Copy the material below line for line, with no changes.

____ DATA TO PROCESS

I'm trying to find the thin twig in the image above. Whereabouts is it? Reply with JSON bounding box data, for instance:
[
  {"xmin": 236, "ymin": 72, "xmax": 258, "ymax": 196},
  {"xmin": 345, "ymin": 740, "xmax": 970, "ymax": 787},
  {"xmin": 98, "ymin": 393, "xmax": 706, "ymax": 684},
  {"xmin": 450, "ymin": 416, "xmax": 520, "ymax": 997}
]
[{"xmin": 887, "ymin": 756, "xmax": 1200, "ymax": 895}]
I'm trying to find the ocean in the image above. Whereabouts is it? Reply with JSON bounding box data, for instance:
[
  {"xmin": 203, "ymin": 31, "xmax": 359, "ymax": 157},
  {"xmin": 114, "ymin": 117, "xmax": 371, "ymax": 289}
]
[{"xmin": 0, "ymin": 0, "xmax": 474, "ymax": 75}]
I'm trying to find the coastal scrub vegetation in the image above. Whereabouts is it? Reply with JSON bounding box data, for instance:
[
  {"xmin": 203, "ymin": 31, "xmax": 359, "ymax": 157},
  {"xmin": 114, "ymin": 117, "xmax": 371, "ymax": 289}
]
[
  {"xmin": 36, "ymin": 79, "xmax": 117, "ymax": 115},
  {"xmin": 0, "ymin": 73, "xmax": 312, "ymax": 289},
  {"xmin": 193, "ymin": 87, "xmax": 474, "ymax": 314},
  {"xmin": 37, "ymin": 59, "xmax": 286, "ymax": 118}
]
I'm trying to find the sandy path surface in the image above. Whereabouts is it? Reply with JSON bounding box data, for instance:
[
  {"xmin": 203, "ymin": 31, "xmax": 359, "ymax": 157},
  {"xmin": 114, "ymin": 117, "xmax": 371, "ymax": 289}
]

________

THE RESULT
I'm trying to find the thin twig in the image above. Whereabouts is it? Reply with JSON bounding box data, for instance:
[
  {"xmin": 236, "ymin": 72, "xmax": 258, "ymax": 196},
  {"xmin": 345, "ymin": 740, "xmax": 970, "ymax": 787},
  {"xmin": 98, "ymin": 393, "xmax": 706, "ymax": 684},
  {"xmin": 450, "ymin": 416, "xmax": 520, "ymax": 997}
]
[{"xmin": 887, "ymin": 756, "xmax": 1200, "ymax": 895}]
I'm trying to find the ocean in the image above. Whereabouts is it? Reply with JSON bounding box data, for instance:
[
  {"xmin": 203, "ymin": 31, "xmax": 359, "ymax": 157},
  {"xmin": 114, "ymin": 117, "xmax": 371, "ymax": 289}
]
[{"xmin": 0, "ymin": 0, "xmax": 474, "ymax": 75}]
I'm trying to find the coastal scrub vegetation in the image above. Whereabouts is it? Reply with JSON bounding box data, for instance:
[
  {"xmin": 203, "ymin": 31, "xmax": 359, "ymax": 157},
  {"xmin": 114, "ymin": 117, "xmax": 371, "ymax": 289}
]
[
  {"xmin": 36, "ymin": 79, "xmax": 117, "ymax": 115},
  {"xmin": 0, "ymin": 73, "xmax": 312, "ymax": 289},
  {"xmin": 193, "ymin": 87, "xmax": 474, "ymax": 314},
  {"xmin": 37, "ymin": 59, "xmax": 286, "ymax": 118}
]
I'm trying to find the sandy path surface in the image above. Whereabouts is it? Reply with JSON bounding box data, for instance:
[
  {"xmin": 203, "ymin": 31, "xmax": 359, "ymax": 157},
  {"xmin": 114, "ymin": 117, "xmax": 371, "ymax": 289}
]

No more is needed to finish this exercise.